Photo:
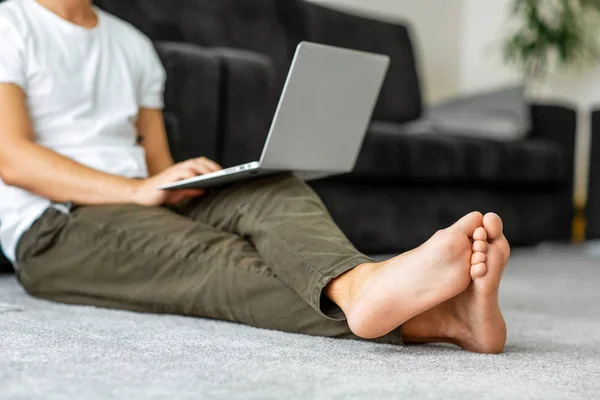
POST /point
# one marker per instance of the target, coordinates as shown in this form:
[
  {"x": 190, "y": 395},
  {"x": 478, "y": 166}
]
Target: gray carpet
[{"x": 551, "y": 299}]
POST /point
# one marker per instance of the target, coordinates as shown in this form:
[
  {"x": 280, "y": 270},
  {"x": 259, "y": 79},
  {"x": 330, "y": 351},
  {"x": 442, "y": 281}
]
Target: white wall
[
  {"x": 436, "y": 31},
  {"x": 485, "y": 24},
  {"x": 459, "y": 45}
]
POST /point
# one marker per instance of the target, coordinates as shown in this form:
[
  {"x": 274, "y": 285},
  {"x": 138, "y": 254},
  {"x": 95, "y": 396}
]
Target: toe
[
  {"x": 478, "y": 258},
  {"x": 480, "y": 245},
  {"x": 493, "y": 226},
  {"x": 480, "y": 234},
  {"x": 478, "y": 271},
  {"x": 470, "y": 222}
]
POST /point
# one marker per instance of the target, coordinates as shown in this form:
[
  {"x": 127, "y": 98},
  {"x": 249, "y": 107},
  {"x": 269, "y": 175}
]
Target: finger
[
  {"x": 180, "y": 173},
  {"x": 198, "y": 167},
  {"x": 215, "y": 166},
  {"x": 209, "y": 165},
  {"x": 181, "y": 195}
]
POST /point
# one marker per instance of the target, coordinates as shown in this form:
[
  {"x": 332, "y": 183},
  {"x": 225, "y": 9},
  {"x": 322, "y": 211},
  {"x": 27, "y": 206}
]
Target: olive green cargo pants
[{"x": 258, "y": 253}]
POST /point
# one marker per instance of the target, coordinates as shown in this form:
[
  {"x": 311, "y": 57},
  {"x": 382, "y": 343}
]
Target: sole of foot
[
  {"x": 378, "y": 298},
  {"x": 471, "y": 320}
]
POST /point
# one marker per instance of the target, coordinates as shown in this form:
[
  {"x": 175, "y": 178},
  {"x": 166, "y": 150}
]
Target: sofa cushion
[
  {"x": 392, "y": 151},
  {"x": 157, "y": 19},
  {"x": 400, "y": 98},
  {"x": 502, "y": 114},
  {"x": 256, "y": 25}
]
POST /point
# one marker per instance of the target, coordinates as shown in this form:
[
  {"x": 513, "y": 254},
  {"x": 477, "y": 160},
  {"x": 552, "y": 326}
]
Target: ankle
[
  {"x": 435, "y": 325},
  {"x": 342, "y": 289}
]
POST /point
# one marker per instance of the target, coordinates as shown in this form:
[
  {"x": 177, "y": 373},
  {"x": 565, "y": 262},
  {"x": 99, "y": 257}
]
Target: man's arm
[
  {"x": 151, "y": 128},
  {"x": 27, "y": 165},
  {"x": 32, "y": 167}
]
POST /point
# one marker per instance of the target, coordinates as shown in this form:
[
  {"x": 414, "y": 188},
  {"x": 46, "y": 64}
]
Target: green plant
[{"x": 552, "y": 31}]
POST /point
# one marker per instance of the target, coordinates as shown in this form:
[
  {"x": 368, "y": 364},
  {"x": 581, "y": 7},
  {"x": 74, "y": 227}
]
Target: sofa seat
[{"x": 397, "y": 152}]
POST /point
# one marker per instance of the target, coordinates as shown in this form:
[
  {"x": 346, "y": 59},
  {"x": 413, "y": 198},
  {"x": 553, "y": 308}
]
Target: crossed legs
[{"x": 267, "y": 254}]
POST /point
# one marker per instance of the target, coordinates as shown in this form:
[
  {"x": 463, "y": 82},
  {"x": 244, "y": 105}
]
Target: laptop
[{"x": 321, "y": 120}]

• **Action item**
Verbatim reproduction of every entry is needed, with the images left out.

• **Result**
Photo:
POST /point
# one marker per instance of the target, coordinates as shown in this form:
[
  {"x": 190, "y": 395},
  {"x": 478, "y": 166}
]
Target: gray carpet
[{"x": 551, "y": 299}]
POST /point
# one marker per instance of the target, coordinates as shown in this form:
[
  {"x": 280, "y": 270},
  {"x": 259, "y": 79},
  {"x": 330, "y": 351},
  {"x": 442, "y": 281}
]
Target: white wall
[
  {"x": 436, "y": 31},
  {"x": 485, "y": 24},
  {"x": 459, "y": 45}
]
POST /point
# one marker per instance of the target, coordinates as shown in this form:
[
  {"x": 274, "y": 285},
  {"x": 138, "y": 254},
  {"x": 95, "y": 396}
]
Target: toe
[
  {"x": 478, "y": 258},
  {"x": 480, "y": 245},
  {"x": 493, "y": 226},
  {"x": 480, "y": 234},
  {"x": 478, "y": 271},
  {"x": 470, "y": 222}
]
POST /point
# one marker per instance of the target, coordinates as shown in this form:
[
  {"x": 127, "y": 98},
  {"x": 249, "y": 107},
  {"x": 269, "y": 175}
]
Target: finger
[
  {"x": 180, "y": 173},
  {"x": 198, "y": 167},
  {"x": 215, "y": 166},
  {"x": 209, "y": 165},
  {"x": 181, "y": 195}
]
POST /point
# one marker per instance of the target, coordinates as shown in this form:
[
  {"x": 332, "y": 183},
  {"x": 225, "y": 9},
  {"x": 322, "y": 211},
  {"x": 27, "y": 206}
]
Target: olive green cargo pants
[{"x": 258, "y": 253}]
POST /point
# one marker per instance of the target, coordinates as shown in this form:
[
  {"x": 311, "y": 57},
  {"x": 382, "y": 343}
]
Target: sole of foot
[
  {"x": 378, "y": 298},
  {"x": 471, "y": 320}
]
POST /point
# one marker per instance of the target, coordinates as shown in this form:
[
  {"x": 175, "y": 178},
  {"x": 166, "y": 150}
]
Target: sofa cushion
[
  {"x": 392, "y": 151},
  {"x": 157, "y": 19},
  {"x": 400, "y": 98},
  {"x": 502, "y": 114},
  {"x": 256, "y": 25}
]
POST /point
# one marker per instance of the target, coordinates as shown in this form:
[
  {"x": 513, "y": 254},
  {"x": 477, "y": 160},
  {"x": 552, "y": 326}
]
Target: ankle
[
  {"x": 435, "y": 325},
  {"x": 342, "y": 289}
]
POST /point
# one marker per instance of the target, coordinates as shown in this form:
[
  {"x": 177, "y": 373},
  {"x": 565, "y": 262},
  {"x": 99, "y": 257}
]
Target: man's arm
[
  {"x": 151, "y": 128},
  {"x": 27, "y": 165},
  {"x": 32, "y": 167}
]
POST /point
# one marker per instance of the target, coordinates as shown in this form:
[
  {"x": 414, "y": 188},
  {"x": 46, "y": 64}
]
Target: green plant
[{"x": 552, "y": 31}]
POST /point
# one marker per instance of the target, coordinates as shown in this form:
[
  {"x": 368, "y": 364},
  {"x": 581, "y": 7},
  {"x": 74, "y": 227}
]
Target: sofa seat
[{"x": 397, "y": 152}]
POST /point
# one marker per instance of the target, coordinates as shown in this form:
[
  {"x": 346, "y": 59},
  {"x": 413, "y": 198},
  {"x": 553, "y": 308}
]
Target: crossed legs
[{"x": 267, "y": 254}]
POST /point
# one marker per instance of the target, coordinates as shown in this form:
[
  {"x": 463, "y": 82},
  {"x": 244, "y": 105}
]
Target: laptop
[{"x": 321, "y": 120}]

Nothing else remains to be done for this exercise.